Intervista a Pedro Antonio Valdez

Gabriella Saba Autori, Interviste, SUR

Dopo la recensione al suo Carnaval de Sodoma, pubblichiamo un’intervista della giornalista freelance Gabriella Saba allo scrittore dominicano Pedro Antonio Valdez, ricordando che in Italia è stato tradotto solamente un suo racconto nell’antologia Santo Domingo. Respiro del ritmo, curata da Danilo Manera (Stampa alternativa, 2002).

Scrittore di quartiere
Intervista di Gabriella Saba a Pedro Antonio Valdez
Traduzione di Giuseppe Trovato

In occasione di un’intervista rilasciata alla rivista letteraria «Mythos» nel mese di ottobre 2006, il regista messicano Arturo Ripstein ha affermato che oggi i libri non vengono più pubblicati per essere esportati bensì per il mercato locale dove, se un romanzo si rivela un best seller (come nel caso della Repubblica Dominicana), viene poi commercializzato a Porto Rico o in Venezuela. Sei d’accordo?

OBIETTIVO DICHIARATO 1 – Riscrivi in forma più breve il paragrafo del testo fornito che comincia con «Dopo la recensione al suo», mantenendone i fatti principali.
OBIETTIVO DICHIARATO 2 – Trascrivi fedelmente dal testo fornito il passo da «Gabriella Saba Autori, Interviste, SUR» a «(Stampa alternativa, 2002).».

DATI FORNITI –
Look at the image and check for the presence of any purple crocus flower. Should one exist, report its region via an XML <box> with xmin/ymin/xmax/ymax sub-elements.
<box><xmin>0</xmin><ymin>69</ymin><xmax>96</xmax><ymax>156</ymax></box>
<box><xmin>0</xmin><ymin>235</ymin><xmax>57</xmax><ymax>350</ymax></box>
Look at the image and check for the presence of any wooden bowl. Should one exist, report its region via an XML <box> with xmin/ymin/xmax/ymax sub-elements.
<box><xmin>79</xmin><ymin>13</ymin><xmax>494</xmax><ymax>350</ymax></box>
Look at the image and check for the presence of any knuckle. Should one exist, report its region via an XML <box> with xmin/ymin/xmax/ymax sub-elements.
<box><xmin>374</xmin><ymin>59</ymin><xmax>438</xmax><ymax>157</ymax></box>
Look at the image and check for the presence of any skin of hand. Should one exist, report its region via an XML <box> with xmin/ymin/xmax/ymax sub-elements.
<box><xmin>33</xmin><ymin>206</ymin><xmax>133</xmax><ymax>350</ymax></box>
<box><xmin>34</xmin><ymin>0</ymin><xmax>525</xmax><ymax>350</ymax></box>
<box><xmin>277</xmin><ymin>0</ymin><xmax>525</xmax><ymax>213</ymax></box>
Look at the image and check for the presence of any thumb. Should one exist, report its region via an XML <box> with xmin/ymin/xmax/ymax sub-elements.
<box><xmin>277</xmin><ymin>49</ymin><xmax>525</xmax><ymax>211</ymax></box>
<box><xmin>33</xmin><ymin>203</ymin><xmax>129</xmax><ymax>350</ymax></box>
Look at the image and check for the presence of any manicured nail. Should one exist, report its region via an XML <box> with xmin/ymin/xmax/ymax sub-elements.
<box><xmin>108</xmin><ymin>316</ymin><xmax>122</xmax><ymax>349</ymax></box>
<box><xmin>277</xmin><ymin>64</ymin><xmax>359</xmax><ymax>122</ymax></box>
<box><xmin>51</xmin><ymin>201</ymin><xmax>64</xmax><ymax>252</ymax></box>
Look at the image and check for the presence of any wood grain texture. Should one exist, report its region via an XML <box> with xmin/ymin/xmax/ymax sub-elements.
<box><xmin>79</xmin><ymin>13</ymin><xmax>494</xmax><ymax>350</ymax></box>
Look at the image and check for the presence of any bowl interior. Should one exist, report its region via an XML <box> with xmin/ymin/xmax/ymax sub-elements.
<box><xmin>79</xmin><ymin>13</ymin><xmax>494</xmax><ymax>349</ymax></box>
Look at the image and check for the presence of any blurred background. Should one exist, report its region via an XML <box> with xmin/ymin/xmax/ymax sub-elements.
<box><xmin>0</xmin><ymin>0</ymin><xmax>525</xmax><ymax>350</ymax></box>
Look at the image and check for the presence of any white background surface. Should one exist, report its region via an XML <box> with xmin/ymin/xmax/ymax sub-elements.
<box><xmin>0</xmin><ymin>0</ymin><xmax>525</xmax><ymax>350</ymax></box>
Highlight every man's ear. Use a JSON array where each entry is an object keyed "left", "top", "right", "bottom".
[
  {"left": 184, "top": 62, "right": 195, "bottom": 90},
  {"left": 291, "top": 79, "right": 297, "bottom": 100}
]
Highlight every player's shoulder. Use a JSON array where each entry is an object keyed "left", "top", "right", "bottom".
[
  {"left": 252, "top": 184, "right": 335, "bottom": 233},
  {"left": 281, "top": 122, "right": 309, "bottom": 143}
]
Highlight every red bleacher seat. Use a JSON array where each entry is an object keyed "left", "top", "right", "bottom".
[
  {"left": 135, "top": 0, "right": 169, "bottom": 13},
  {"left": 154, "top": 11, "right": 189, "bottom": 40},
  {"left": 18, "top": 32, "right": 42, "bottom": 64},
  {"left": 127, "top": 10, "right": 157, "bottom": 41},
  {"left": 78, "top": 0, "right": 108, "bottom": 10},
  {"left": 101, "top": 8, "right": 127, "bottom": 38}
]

RISULTATO 1 – Dopo la recensione a Carnaval de Sodoma, esce un'intervista della giornalista freelance Gabriella Saba allo scrittore dominicano Pedro Antonio Valdez. In Italia è stato tradotto solo un suo racconto, nell'antologia Santo Domingo. Respiro del ritmo, curata da Danilo Manera (Stampa alternativa, 2002).

RISULTATO 2 –
Gabriella Saba Autori, Interviste, SUR

Dopo la recensione al suo Carnaval de Sodoma, pubblichiamo un’intervista della giornalista freelance Gabriella Saba allo scrittore dominicano Pedro Antonio Valdez, ricordando che in Italia è stato tradotto solamente un suo racconto nell’antologia Santo Domingo. Respiro del ritmo, curata da Danilo Manera (Stampa alternativa, 2002).